On the renters' insurance note -- sometimes your parents can add to their own insurance policy to cover your stuff. This is cheaper, sometimes, than getting your own renters' insurance.
posted by k8t at 4:27 AM on March 23, 2006


Based on ~7 years in various appartments (tenemnts) in Edinburgh (don't know how much of this will be applicable), with people I like...

When you're going out looking for a place, try to make sure everyone can be there at the same time; that way, when you find a place you like, you don't have to spend time getting everyone's agreement. You stand a better chance of getting an good place if you can view it in the morning and phone up the landlord and say 'yes' by the afternoon.

Make sure you take a look at the windows when you're viewing a place; they make a big difference to how easy it is to keep a room warm.

If possible, take a walk down a road/area where you're thinking of renting on a friday/saturday night. Some areas can get quite rowdy; if this happens on a weekly basis it can get very anoying. On the other hand, that might be what you want.
posted by primer_dimer at 5:12 AM on March 23, 2006


Yes - Get renters insurance! Don't believe for a second that your landlord has insurance that covers your belongings. Don't let your roommates tell you that it's expensive or not needed. Just do it!!!
posted by DieHipsterDie at 5:39 AM on March 23, 2006


MOVING IN: Take photos of the place before you move in - especially any damages that you may be held responsible for later.

This is VERY good advice, I learned this one the hard way.
posted by R. Mutt at 6:08 AM on March 23, 2006


My patented trick question for potential landlords: "When was the last time you sprayed the place?"

Any answer but "Never!" and a shocked look was the wrong one.
posted by bonehead at 6:09 AM on March 23, 2006


As someone who lived in the U district during his undergrad days, I would say that the main difference between houses and apartments there is a matter of condition. I've been in many houses and found them all to be in very, very mediocre condition. There will be shady apartments, too, but also nicer ones. On the plus side, it's far easier to have parties when you don't need to worry about neighbors. You'll be hard pressed to get hardwood floors in an apartment, too, and you might even wind up with a basement that can be used.

▸ Material supplied
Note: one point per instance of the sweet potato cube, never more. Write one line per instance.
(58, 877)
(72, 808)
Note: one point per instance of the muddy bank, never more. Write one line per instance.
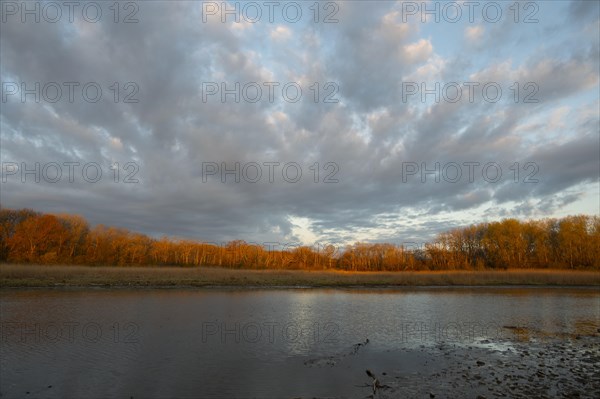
(541, 367)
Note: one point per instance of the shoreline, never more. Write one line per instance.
(118, 277)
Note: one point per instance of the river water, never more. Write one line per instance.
(275, 343)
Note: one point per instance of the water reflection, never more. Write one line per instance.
(160, 343)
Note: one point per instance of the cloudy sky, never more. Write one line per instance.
(146, 93)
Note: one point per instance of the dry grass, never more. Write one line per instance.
(88, 276)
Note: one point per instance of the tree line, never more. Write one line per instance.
(572, 242)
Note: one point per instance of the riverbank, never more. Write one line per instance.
(16, 276)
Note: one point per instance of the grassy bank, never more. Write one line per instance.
(87, 276)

▸ Tasks to complete
• A. Copy the records from the line containing "Note: one point per instance of the dry" through the end of the records, keeping that first line and the last line too.
• B. Continue the advice about renting from where it stops.
The text about renting and the records come from separate sources.

▸ Exercise results
• A.
Note: one point per instance of the dry grass, never more. Write one line per instance.
(88, 276)
Note: one point per instance of the tree line, never more. Write one line per instance.
(572, 242)
Note: one point per instance of the riverbank, never more. Write one line per instance.
(16, 276)
Note: one point per instance of the grassy bank, never more. Write one line per instance.
(87, 276)

• B.
The one tip I have about living with people is, if you want things to ever be clean, the key is to make sure everyone is willing to clean up at least a little bit that isn't theirs. If you just clean up what you think you did, you miss 5% that no one will then do. Accumulation happens, and everyone thinks it's someone else's job.

Good luck with finding a good place.
posted by Schismatic at 6:26 AM on March 23, 2006


Bills. The only way to do this well is to have complete transparency.

When you pay a bill, write PAID on it, and whoever's name. Save all the bills in their own folder, in case someone has a dispute later on (save all the folders in a plastic file folder box, and keep it in a public area).

Immediately, start a spreadsheet. First column is the bill name (electric, gas), second column is the amount. Next, a pair of columns for each person - how much they owed (a formula to split the bill amount 3 ways, or a set amount if you've agreed on them), and how much they paid. Total each column, and then give a net amount for each person.

I set each month on its own page in the spreadsheet, and carried over the net amount from the previous month to the first row on the next month. That way, we had a continuous tally of who had paid more than their share, and who had paid less. When someone was way behind, they paid the rent. At the end of the lease-year, we would settle up by saying, "X owes $50.12, Y has overpaid $30.08, and Z has overpaid $20.04. X, write Y and Z checks for those amounts." If you do this right, everybody's net amount should balance to zero.

After you get the system up and running, it's pretty self-sufficient. It's nice because it does all the math for you, you just tell it what you've paid. Also, you don't have to constantly "settle up" with the roommate who never pays bills - you just make that guy/gal pay rent next month. You can keep the spreadsheet on a computer network accessible by all, or on somebody's PC who is home frequently. It also will help avoid payment disputes. If it sounds confusing, shoot me an email and I can email you a copy of my file.

Also, don't split food. Or, just split the basics (bread, milk, sliced cheese). If your kitchen is large enough, give each person a shelf or cabinet that is theirs-only. Nothing annoyed me more than seeing my roommates girlfriend annihilate a bag of my favorite chips and know that he would replace them with a different brand.
posted by MrZero at 7:04 AM on March 23, 2006


Oh, you might want to consider putting more than one person's name on every bill. That way, if somebody moves out, the utility company won't treat you as if you are "signing up for new service" (and charge you a connection fee). They'll just take that person's name off the bill. Also, the utility company won't speak to you if your name is not on the account - which is very tough in case you have a bill problem and you are relying on some slacker to do the legwork.
posted by MrZero at 7:08 AM on March 23, 2006


Look for an apartment with as many bathrooms as possible. A three-bedroom apartment should have at least 2 bathrooms, and more if it's a house. My first post-college house had 4 bedrooms and one bathroom, and negotiating the morning schedule became a source of friction. Plus there's simply not enough room in one bathroom for three people's stuff. Your home should feel comfortable, not like a dorm where you have to carry your shampoo in a wire basket every time you want to take a shower.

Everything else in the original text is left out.